Short task >> Lay out every line of the material below as a Markdown table with the columns "Row" and "Line", numbering the rows and skipping blank lines. Leave the pictures out of the table.

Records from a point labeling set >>
--*--
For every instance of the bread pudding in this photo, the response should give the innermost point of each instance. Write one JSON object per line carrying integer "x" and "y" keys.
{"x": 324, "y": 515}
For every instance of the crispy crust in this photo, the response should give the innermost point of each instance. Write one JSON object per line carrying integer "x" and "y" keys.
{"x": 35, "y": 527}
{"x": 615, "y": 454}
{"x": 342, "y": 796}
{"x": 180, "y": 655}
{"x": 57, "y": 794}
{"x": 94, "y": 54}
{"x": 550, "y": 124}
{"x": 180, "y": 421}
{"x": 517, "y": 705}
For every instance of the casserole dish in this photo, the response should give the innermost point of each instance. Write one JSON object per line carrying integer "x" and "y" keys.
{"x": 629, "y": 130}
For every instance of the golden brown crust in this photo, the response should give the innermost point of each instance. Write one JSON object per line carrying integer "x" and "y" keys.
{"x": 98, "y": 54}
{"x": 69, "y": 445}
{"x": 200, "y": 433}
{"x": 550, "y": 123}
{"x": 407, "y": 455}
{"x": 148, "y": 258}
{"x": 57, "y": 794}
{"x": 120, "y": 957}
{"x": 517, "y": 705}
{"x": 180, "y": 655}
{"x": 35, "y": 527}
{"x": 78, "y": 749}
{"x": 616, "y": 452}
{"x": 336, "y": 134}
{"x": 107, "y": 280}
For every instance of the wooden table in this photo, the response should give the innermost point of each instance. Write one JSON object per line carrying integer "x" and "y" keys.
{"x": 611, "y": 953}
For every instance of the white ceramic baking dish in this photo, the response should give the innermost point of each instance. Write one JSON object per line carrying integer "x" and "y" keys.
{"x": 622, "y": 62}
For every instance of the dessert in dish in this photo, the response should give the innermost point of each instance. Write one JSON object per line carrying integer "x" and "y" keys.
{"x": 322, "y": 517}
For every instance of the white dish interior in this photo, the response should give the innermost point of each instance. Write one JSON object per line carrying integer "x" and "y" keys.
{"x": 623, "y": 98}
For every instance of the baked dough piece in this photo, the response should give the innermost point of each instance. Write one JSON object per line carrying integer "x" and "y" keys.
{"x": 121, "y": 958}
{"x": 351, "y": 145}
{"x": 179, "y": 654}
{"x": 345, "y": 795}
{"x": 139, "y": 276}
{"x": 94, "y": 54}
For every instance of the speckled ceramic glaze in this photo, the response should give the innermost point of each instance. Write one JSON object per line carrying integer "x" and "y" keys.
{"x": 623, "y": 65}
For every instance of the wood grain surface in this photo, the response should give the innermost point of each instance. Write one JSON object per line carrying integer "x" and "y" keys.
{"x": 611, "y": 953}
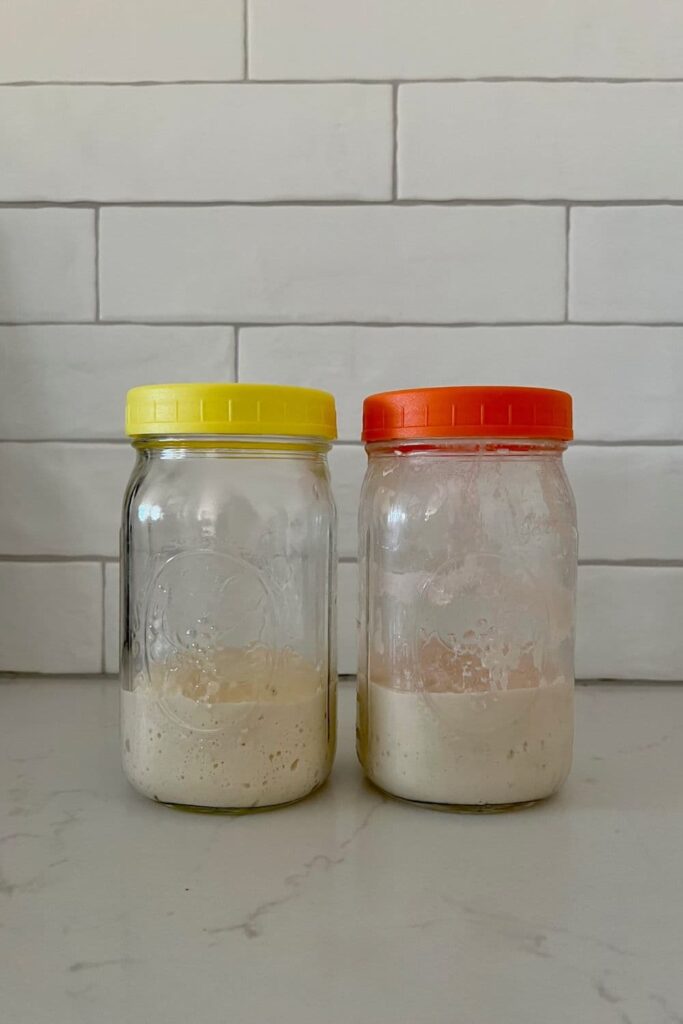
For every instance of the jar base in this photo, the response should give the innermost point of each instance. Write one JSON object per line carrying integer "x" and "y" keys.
{"x": 463, "y": 808}
{"x": 235, "y": 811}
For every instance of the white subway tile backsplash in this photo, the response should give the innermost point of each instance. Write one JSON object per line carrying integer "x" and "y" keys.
{"x": 197, "y": 142}
{"x": 541, "y": 139}
{"x": 47, "y": 264}
{"x": 626, "y": 264}
{"x": 62, "y": 499}
{"x": 306, "y": 180}
{"x": 326, "y": 263}
{"x": 112, "y": 625}
{"x": 627, "y": 382}
{"x": 121, "y": 40}
{"x": 629, "y": 500}
{"x": 71, "y": 382}
{"x": 629, "y": 623}
{"x": 50, "y": 616}
{"x": 441, "y": 39}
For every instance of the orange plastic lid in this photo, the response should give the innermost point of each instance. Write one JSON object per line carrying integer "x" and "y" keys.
{"x": 468, "y": 412}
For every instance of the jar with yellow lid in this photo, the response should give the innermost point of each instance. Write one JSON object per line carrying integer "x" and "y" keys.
{"x": 227, "y": 548}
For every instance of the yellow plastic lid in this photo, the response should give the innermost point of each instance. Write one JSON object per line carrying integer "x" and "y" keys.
{"x": 230, "y": 409}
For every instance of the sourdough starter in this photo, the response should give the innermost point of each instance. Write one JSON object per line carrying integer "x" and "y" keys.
{"x": 499, "y": 747}
{"x": 239, "y": 729}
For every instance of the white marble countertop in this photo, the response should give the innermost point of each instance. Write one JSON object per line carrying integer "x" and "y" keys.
{"x": 347, "y": 908}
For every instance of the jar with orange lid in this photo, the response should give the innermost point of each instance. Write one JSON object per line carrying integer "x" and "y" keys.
{"x": 468, "y": 569}
{"x": 227, "y": 548}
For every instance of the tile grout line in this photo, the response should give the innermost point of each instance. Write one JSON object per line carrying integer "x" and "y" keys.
{"x": 406, "y": 203}
{"x": 102, "y": 666}
{"x": 245, "y": 14}
{"x": 97, "y": 315}
{"x": 266, "y": 325}
{"x": 422, "y": 80}
{"x": 567, "y": 222}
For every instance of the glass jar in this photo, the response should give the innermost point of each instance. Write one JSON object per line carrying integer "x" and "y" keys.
{"x": 228, "y": 635}
{"x": 468, "y": 568}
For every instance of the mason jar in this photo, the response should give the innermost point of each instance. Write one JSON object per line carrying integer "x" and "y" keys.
{"x": 227, "y": 567}
{"x": 468, "y": 570}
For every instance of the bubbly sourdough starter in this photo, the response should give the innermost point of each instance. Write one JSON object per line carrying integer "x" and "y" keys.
{"x": 458, "y": 748}
{"x": 250, "y": 730}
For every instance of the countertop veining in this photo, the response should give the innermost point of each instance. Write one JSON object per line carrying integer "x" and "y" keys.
{"x": 349, "y": 907}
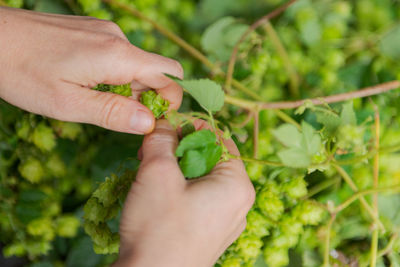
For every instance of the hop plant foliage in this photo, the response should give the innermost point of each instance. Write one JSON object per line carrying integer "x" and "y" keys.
{"x": 49, "y": 167}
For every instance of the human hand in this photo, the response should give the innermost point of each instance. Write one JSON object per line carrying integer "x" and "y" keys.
--*--
The solution >>
| Row | Line |
|---|---|
| 1 | For every instance of the bread pudding in this photo, the response should give the innermost point of each instance. Write one JSON object per line carrying integer "x" and "y" keys. |
| 2 | {"x": 324, "y": 515} |
| 3 | For every instance of the crispy crust in this photo, the response should give the innermost point of each instance. Write one JSON object per line carrying integer "x" and "y" keys. |
| 4 | {"x": 35, "y": 527} |
| 5 | {"x": 615, "y": 454} |
| 6 | {"x": 342, "y": 796} |
| 7 | {"x": 180, "y": 655} |
| 8 | {"x": 57, "y": 794} |
| 9 | {"x": 94, "y": 54} |
| 10 | {"x": 550, "y": 124} |
| 11 | {"x": 180, "y": 421} |
| 12 | {"x": 517, "y": 705} |
| 13 | For every instance of the casserole dish in this photo, the response should give the innermost point of each instance. Write one JSON object per line carrying integer "x" and "y" keys. |
| 14 | {"x": 629, "y": 130} |
| 15 | For every instance of the golden brown crust in this photo, the response should give the innermost point of each instance. Write one JSON object per line carrying integer "x" and "y" keys. |
| 16 | {"x": 98, "y": 54} |
| 17 | {"x": 69, "y": 445} |
| 18 | {"x": 200, "y": 433} |
| 19 | {"x": 550, "y": 123} |
| 20 | {"x": 407, "y": 455} |
| 21 | {"x": 148, "y": 258} |
| 22 | {"x": 57, "y": 794} |
| 23 | {"x": 120, "y": 957} |
| 24 | {"x": 517, "y": 705} |
| 25 | {"x": 180, "y": 655} |
| 26 | {"x": 35, "y": 527} |
| 27 | {"x": 78, "y": 749} |
| 28 | {"x": 616, "y": 452} |
| 29 | {"x": 336, "y": 134} |
| 30 | {"x": 107, "y": 280} |
| 31 | For every instance of the wooden table in this photo, the response should give the innermost point of each instance. Write one JSON object per line carrying integer "x" and "y" keys. |
| 32 | {"x": 611, "y": 953} |
| 33 | For every instance of the white ceramic baking dish in this photo, the response should give the innermost point of each instance. Write one JSON object per line carrying integer "x" and "y" keys. |
| 34 | {"x": 622, "y": 62} |
| 35 | For every instance of the dessert in dish in this photo, the response should give the innermost point of each instance. Write one JSON object per line carrying integer "x" and "y" keys. |
| 36 | {"x": 322, "y": 517} |
| 37 | For every instance of the white dish interior in this photo, the response should give the innermost point of each instance. Write one JSON object per line carrying integer "x" and "y" keys. |
| 38 | {"x": 623, "y": 98} |
| 39 | For every instance of the baked dough piece in this photo, the response should give the innermost point of each instance. Write one JSON object per line carrying integer "x" and "y" keys. |
| 40 | {"x": 121, "y": 958} |
| 41 | {"x": 351, "y": 145} |
| 42 | {"x": 179, "y": 654} |
| 43 | {"x": 345, "y": 795} |
| 44 | {"x": 139, "y": 276} |
| 45 | {"x": 94, "y": 54} |
| 46 | For every instance of the speckled ceramic glaze in this photo, the response should give the innermost point of each instance. Write one JSON object per line carrying integer "x" and "y" keys. |
| 47 | {"x": 623, "y": 65} |
| 48 | For every instance of the wood grain surface in this photo, the response should give the innermost point of each instance. Write one JSON object per line carrying integer "x" and "y" keys. |
| 49 | {"x": 611, "y": 953} |
| 50 | For every instance of the jar base in this photo, the response should give the innermost point of each instance. Write one JSON object per line carrying integer "x" and "y" keys. |
| 51 | {"x": 463, "y": 808} |
| 52 | {"x": 235, "y": 811} |
| 53 | For every instance of the white subway tile backsplash in this photo, the response should give the innermost point of each instance. Write one JSON object per line carrying integer "x" and "y" keys. |
| 54 | {"x": 197, "y": 142} |
| 55 | {"x": 541, "y": 139} |
| 56 | {"x": 47, "y": 264} |
| 57 | {"x": 626, "y": 264} |
| 58 | {"x": 62, "y": 499} |
| 59 | {"x": 306, "y": 180} |
| 60 | {"x": 326, "y": 263} |
| 61 | {"x": 112, "y": 625} |
| 62 | {"x": 627, "y": 382} |
| 63 | {"x": 121, "y": 40} |
| 64 | {"x": 629, "y": 500} |
| 65 | {"x": 71, "y": 382} |
| 66 | {"x": 629, "y": 623} |
| 67 | {"x": 50, "y": 616} |
| 68 | {"x": 441, "y": 39} |
| 69 | For every instance of the orange plastic lid in this photo, the response should give the innermost point of each instance. Write one JSON object per line carrying integer "x" and "y" keys. |
| 70 | {"x": 468, "y": 412} |
| 71 | For every instance of the jar with yellow lid in this photo, the response should give the innermost point of each instance. Write one JSON object per line carrying integer "x" and "y" keys. |
| 72 | {"x": 227, "y": 548} |
| 73 | For every instance of the yellow plastic lid in this photo, the response should give the innermost point of each instance. Write one JSON object per line carrying integer "x" and "y" keys. |
| 74 | {"x": 230, "y": 409} |
| 75 | For every instance of the sourdough starter in this photo, the response should give the innermost point of each instance. Write one JSON object per line carrying integer "x" and "y" keys. |
| 76 | {"x": 499, "y": 747} |
| 77 | {"x": 239, "y": 729} |
| 78 | For every instance of the white marble countertop in this photo, the response should give the innermost point of each instance. Write one JSON object per line carrying integer "x" and "y" keys. |
| 79 | {"x": 347, "y": 908} |
| 80 | For every instance of the jar with orange lid in this photo, the response should give the innermost point of each instance. Write one JSON object per line carrying integer "x" and "y" keys. |
| 81 | {"x": 468, "y": 569} |
| 82 | {"x": 227, "y": 548} |
| 83 | For every instance of the tile grout line in this photo, the response should give the innermost point of each instance. Write one JSON object per line carrying integer "x" and "y" keys. |
| 84 | {"x": 406, "y": 203} |
| 85 | {"x": 102, "y": 666} |
| 86 | {"x": 245, "y": 14} |
| 87 | {"x": 97, "y": 315} |
| 88 | {"x": 266, "y": 325} |
| 89 | {"x": 422, "y": 80} |
| 90 | {"x": 567, "y": 222} |
| 91 | For every instance of the glass jar in this photo, the response should give the innermost point of each instance. Write one JSON object per line carrying integer "x" and "y" keys. |
| 92 | {"x": 228, "y": 635} |
| 93 | {"x": 468, "y": 568} |
| 94 | For every instance of the mason jar in this photo, the response should give the innermost point of each instance. Write one JSON object per line carrying integer "x" and "y" keys. |
| 95 | {"x": 227, "y": 567} |
| 96 | {"x": 468, "y": 570} |
| 97 | For every instance of the bubbly sourdough starter in this photo, the response should give the innermost point of each instance. Write one JSON object per line carrying integer "x" and "y" keys. |
| 98 | {"x": 458, "y": 748} |
| 99 | {"x": 250, "y": 730} |
| 100 | For every instance of the countertop veining in this photo, the response should give the innermost point of each instance. Write one JSON object per line carrying integer "x" and "y" keys. |
| 101 | {"x": 349, "y": 907} |
| 102 | For every instance of the hop plant foliage in this photo, the response should give the innermost point of each instance. Write one JSON object per line carrying integer "x" and "y" keys. |
| 103 | {"x": 49, "y": 167} |
| 104 | For every instance of the human hand in this photo, the response should give the innermost point of each instance. Write one JSON object per line carrying integer "x" and "y" keys. |